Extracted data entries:
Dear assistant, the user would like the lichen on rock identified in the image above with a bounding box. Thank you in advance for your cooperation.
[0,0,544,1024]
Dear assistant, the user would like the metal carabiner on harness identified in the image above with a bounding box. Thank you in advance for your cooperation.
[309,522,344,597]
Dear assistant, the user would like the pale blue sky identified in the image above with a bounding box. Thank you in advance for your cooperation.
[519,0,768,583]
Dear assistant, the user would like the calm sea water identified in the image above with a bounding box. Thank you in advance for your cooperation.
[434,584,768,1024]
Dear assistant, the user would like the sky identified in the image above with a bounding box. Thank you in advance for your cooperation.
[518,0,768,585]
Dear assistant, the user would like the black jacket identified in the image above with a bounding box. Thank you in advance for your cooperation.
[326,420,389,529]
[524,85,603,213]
...
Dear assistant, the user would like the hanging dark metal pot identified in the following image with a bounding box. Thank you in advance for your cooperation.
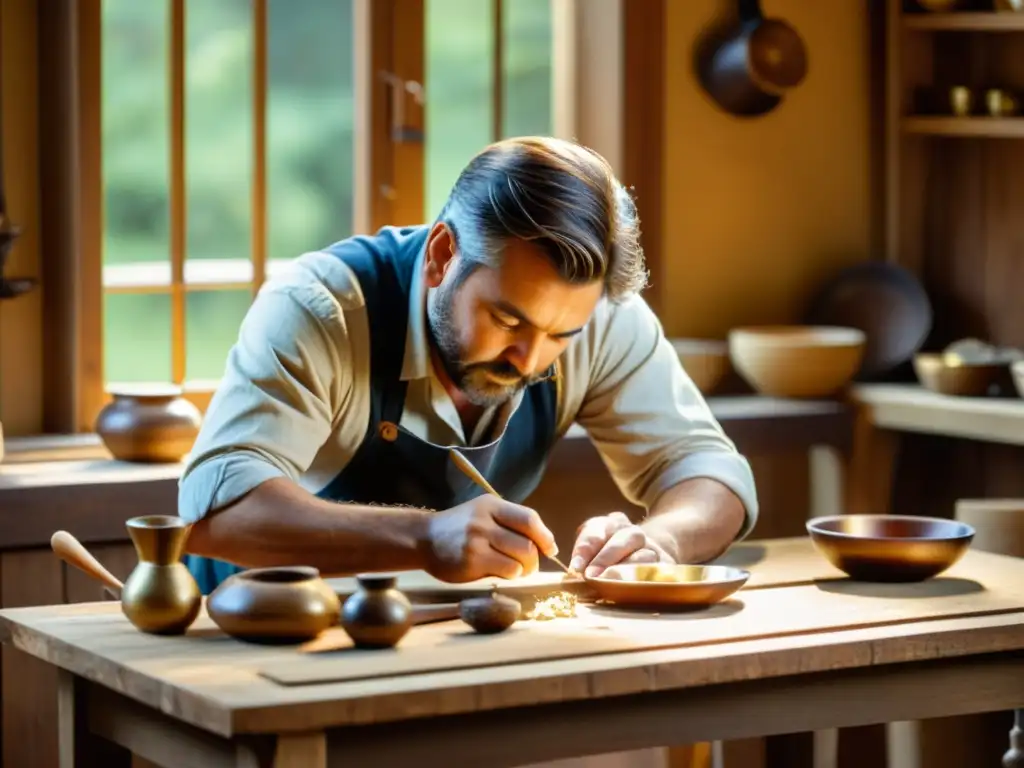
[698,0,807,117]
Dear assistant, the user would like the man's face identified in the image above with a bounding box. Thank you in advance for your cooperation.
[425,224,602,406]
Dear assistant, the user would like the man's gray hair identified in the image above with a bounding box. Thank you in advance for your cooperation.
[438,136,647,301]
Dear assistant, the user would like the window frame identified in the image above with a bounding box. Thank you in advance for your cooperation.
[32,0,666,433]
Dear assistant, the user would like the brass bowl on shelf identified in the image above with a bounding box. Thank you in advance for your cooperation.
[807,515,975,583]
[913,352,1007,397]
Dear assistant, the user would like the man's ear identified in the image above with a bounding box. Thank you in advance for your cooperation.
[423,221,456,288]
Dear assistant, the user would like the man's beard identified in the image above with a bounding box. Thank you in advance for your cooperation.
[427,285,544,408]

• **YOUR GOAL**: Copy out the records word for word, from the line with "Dear assistant, the user would like the lichen" through the line with "[524,85,603,213]", including both of those lines.

• **RESPONSE**:
Dear assistant, the user would like the lichen on rock identified in the image above with a bounding box. Thank you in advance for your cooperation.
[0,0,544,1024]
Dear assistant, the user would like the metal carabiner on harness identified in the image above with a bounding box. Thank you in advance for your cooperation.
[309,522,344,597]
Dear assistant, the user would like the pale blue sky identified in the image above with a bounding box. Thank you in advance for your cooperation.
[519,0,768,583]
Dear assistant, the user would like the calm sea water identified in the image above with a bounding box. Thank you in advance for your cooperation.
[434,584,768,1024]
Dear assistant, the user would like the sky identified in the image above with a bounding box. Thank you in advance for your cooperation.
[518,0,768,585]
Dear assistant, the user would like the black jacket identified in the image above with a bounding box. Thank you in advance for your cooperation.
[326,420,389,529]
[524,85,603,213]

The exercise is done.